[The problem]:
From the article on France's third phase of déconfinement, list every type of venue that the text says may open in green zones but must remain closed in orange zones.

(June 24, 2020) On June 15, 2020, the French government published a decree by which the country entered the third and final stage of déconfinement, the phased end to the strict measures that were imposed to stop the spread of the COVID-19 pandemic. This new decree amends a previous decree from May 31, 2020, which instituted the second phase of déconfinement. Phase one started on May 11, 2020. This third phase lifts additional restrictions, in continuity with the first and second phases.
The French government had divided France into “green” and “red” zones, to which an “orange” zone category was added in phase two. As of June 15, the entirety of France is classified as a “green zone,” with the exception of French Guyana and Mayotte, which are still classified as “orange” because certain epidemiological indicators in these two overseas departments are still worrisome. Orange zones remain subject to a few more restrictions than green zones.
Bars, cafés, and restaurants may now open, under the conditions that there be no more than ten customers per table with at least one meter between tables, that the staff wear face masks, and that customers also wear face masks when they are not seated at their table. In orange zones, bars, cafes, and restaurants may only serve customers outdoors.
Public swimming pools, gymnasiums, and sports clubs are now open in the green zone, but remain closed in orange zones. Group sports and contact sports are still prohibited throughout France, and stadiums remain closed. Movie theaters and dance clubs remain closed as well, although movie theaters may open again on June 22. Live theaters may now open in green zones, but not in orange zones.

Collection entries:

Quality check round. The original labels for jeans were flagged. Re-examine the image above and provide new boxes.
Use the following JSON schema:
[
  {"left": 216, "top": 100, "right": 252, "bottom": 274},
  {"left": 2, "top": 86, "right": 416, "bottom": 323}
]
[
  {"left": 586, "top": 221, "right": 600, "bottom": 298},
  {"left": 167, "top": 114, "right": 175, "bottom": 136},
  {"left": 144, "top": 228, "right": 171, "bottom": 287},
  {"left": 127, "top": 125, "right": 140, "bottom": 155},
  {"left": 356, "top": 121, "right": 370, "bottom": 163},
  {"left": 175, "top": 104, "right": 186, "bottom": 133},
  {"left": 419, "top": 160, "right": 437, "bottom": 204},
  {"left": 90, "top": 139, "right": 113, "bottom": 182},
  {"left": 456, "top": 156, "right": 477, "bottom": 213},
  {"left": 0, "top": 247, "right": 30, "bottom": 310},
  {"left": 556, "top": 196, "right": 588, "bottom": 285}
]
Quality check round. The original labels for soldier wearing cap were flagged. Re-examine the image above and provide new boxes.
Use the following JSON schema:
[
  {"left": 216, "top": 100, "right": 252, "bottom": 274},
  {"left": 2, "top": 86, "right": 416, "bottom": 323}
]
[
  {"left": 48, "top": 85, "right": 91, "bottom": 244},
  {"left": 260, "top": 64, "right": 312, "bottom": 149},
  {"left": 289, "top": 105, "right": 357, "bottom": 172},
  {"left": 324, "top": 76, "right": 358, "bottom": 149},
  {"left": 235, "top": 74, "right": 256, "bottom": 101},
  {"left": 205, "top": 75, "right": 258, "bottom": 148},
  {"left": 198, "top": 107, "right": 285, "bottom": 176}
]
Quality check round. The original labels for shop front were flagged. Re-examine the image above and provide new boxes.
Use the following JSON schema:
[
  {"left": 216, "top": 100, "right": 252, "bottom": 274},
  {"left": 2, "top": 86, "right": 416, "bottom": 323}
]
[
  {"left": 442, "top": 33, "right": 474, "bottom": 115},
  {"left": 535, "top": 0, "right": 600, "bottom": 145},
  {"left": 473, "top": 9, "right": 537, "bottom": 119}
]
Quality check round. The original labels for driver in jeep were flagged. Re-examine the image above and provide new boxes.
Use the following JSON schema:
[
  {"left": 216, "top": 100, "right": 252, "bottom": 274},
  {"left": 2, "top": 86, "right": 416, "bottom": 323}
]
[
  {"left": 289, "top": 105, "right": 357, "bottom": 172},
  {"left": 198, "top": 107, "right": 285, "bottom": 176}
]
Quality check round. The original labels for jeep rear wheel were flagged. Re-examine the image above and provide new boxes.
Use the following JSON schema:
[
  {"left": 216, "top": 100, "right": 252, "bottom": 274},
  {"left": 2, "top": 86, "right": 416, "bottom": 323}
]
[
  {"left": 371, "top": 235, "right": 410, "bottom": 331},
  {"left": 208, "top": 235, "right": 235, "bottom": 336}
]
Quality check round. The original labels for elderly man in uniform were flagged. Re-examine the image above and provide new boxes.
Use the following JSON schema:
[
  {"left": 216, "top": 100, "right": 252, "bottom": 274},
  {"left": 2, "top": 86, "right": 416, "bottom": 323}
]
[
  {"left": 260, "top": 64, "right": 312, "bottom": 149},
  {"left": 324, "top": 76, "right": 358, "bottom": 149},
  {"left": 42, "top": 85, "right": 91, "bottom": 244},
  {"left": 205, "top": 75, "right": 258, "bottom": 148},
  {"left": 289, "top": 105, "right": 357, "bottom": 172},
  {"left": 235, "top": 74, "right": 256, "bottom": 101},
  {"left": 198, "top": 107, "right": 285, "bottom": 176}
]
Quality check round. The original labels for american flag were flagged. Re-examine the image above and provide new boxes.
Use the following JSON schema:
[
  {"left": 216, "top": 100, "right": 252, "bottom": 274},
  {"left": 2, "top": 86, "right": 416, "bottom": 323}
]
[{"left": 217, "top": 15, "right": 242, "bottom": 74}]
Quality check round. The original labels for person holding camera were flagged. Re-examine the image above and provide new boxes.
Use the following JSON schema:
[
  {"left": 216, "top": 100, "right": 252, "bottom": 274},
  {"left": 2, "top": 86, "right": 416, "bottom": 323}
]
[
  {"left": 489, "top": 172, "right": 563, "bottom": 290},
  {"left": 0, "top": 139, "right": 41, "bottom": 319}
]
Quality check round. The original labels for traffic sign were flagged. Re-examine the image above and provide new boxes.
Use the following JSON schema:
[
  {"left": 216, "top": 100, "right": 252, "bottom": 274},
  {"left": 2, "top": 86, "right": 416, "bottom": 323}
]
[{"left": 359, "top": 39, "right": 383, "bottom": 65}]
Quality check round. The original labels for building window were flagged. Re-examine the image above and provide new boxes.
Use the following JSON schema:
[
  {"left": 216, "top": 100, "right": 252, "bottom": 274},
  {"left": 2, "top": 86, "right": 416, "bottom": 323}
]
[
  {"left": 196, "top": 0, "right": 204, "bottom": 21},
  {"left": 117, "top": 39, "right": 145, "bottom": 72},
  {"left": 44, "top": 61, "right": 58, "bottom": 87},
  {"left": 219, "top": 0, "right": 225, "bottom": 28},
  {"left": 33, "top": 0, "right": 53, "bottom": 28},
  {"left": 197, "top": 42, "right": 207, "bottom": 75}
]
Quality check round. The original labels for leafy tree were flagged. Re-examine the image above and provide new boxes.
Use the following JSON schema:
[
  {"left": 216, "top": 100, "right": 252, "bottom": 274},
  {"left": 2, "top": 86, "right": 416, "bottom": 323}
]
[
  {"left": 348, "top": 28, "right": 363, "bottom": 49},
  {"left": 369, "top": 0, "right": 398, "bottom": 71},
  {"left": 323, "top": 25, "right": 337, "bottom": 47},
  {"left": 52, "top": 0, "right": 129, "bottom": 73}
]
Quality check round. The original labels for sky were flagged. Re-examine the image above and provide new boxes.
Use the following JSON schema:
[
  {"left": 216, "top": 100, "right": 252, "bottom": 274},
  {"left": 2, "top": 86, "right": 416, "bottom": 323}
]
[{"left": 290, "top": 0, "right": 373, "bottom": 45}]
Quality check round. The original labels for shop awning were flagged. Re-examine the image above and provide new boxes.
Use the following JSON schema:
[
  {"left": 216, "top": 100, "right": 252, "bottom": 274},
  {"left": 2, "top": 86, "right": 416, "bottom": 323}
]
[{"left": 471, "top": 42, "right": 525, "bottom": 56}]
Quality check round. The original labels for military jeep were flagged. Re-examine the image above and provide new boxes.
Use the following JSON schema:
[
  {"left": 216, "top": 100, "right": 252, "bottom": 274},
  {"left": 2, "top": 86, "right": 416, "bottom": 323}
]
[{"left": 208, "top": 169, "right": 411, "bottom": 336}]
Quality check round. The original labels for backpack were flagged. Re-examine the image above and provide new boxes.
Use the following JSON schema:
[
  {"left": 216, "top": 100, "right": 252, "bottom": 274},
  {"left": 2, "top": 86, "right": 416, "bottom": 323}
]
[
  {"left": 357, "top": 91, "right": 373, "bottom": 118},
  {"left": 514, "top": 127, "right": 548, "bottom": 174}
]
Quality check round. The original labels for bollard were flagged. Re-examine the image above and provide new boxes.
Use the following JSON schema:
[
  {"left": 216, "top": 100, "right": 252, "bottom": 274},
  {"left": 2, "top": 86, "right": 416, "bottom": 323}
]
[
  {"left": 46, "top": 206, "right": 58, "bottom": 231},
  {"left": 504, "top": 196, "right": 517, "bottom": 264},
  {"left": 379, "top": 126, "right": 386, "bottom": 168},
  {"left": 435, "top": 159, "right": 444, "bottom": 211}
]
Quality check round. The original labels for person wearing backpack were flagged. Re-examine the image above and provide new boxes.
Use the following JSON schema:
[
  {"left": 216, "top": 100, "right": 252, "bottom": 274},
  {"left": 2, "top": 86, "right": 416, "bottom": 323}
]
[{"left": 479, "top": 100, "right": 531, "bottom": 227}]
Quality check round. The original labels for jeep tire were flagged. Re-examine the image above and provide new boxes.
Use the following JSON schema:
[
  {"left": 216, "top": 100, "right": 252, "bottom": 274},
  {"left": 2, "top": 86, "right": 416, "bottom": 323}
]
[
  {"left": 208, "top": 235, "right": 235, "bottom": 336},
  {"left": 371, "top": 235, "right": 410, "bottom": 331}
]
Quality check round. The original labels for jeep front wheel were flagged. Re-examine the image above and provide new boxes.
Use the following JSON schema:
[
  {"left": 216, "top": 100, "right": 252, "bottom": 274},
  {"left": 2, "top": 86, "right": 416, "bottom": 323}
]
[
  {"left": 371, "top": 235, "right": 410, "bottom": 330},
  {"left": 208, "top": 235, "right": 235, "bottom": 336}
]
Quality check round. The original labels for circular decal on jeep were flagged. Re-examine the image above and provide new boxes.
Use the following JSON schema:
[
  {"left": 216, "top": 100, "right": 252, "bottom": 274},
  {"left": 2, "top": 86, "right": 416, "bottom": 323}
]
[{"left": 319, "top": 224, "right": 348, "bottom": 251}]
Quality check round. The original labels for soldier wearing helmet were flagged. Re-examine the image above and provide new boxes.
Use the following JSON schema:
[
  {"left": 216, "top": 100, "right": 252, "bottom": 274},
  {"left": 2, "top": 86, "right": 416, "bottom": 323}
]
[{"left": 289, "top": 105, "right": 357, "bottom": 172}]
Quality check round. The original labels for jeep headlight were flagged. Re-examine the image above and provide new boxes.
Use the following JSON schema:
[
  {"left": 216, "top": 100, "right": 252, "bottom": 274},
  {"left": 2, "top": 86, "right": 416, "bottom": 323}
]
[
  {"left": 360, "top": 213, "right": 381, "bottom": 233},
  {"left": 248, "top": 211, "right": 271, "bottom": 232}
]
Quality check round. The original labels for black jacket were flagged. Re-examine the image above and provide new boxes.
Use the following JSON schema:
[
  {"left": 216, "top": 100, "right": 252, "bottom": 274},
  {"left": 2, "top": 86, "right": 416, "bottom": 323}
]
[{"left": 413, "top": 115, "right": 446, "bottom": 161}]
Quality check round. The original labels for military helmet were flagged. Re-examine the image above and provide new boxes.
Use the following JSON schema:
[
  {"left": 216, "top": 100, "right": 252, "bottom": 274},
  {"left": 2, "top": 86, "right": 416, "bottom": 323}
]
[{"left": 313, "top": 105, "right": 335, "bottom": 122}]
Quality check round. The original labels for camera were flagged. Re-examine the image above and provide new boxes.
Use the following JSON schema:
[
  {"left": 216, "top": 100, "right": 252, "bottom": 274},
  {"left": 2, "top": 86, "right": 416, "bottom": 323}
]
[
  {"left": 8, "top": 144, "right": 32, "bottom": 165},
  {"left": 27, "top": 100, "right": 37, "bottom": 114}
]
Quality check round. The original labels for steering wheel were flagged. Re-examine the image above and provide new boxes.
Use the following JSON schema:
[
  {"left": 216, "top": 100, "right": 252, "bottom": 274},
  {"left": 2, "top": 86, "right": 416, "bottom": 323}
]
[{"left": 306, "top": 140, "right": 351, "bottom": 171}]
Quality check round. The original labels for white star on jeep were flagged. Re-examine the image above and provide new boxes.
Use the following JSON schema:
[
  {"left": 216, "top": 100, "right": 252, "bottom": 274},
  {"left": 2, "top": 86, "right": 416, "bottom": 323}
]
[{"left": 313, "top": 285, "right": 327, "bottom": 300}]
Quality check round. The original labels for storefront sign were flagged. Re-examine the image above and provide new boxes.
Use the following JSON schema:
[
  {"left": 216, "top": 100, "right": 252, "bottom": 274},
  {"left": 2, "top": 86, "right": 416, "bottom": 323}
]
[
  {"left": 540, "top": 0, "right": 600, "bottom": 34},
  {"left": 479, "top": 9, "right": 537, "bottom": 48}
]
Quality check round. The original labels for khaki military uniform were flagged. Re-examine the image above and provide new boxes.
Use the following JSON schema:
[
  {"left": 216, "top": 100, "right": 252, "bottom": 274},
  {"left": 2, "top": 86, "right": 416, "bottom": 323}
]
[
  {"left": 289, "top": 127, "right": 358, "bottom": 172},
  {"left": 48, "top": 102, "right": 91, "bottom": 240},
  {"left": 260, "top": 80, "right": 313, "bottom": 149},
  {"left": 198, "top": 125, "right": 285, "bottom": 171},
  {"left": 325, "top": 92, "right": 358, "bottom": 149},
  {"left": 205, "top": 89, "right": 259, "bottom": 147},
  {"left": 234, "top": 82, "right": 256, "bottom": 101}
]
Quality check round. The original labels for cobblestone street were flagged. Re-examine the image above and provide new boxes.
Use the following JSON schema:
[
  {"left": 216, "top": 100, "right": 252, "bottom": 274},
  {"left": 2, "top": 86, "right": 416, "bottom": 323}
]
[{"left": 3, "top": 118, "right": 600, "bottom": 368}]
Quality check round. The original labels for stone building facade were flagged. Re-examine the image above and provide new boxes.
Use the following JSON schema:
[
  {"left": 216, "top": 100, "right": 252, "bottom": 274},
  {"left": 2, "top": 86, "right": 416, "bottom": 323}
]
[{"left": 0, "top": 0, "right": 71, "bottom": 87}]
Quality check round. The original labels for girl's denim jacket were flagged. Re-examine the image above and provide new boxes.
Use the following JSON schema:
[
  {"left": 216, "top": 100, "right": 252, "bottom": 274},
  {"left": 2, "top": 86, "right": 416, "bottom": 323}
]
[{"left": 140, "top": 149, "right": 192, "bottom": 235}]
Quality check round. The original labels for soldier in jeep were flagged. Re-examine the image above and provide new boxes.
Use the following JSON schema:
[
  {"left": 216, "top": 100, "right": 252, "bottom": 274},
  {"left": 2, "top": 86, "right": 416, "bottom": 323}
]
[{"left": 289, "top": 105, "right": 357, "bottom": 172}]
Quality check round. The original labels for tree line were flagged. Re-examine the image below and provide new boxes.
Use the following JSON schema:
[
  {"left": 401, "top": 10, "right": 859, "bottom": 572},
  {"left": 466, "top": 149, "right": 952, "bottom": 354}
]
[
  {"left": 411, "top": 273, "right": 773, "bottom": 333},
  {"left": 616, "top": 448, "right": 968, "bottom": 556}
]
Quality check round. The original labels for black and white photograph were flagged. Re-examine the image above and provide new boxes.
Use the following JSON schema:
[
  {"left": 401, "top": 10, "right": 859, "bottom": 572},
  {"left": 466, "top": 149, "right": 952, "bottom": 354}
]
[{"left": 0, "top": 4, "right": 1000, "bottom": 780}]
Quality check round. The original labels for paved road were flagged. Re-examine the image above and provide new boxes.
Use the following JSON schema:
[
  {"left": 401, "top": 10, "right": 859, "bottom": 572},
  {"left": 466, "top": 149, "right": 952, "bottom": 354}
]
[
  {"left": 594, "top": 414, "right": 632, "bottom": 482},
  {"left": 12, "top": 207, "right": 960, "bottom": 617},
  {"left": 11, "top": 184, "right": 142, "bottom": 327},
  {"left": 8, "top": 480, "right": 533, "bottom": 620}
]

[Answer below]:
Public swimming pools, gymnasiums, sports clubs, live theaters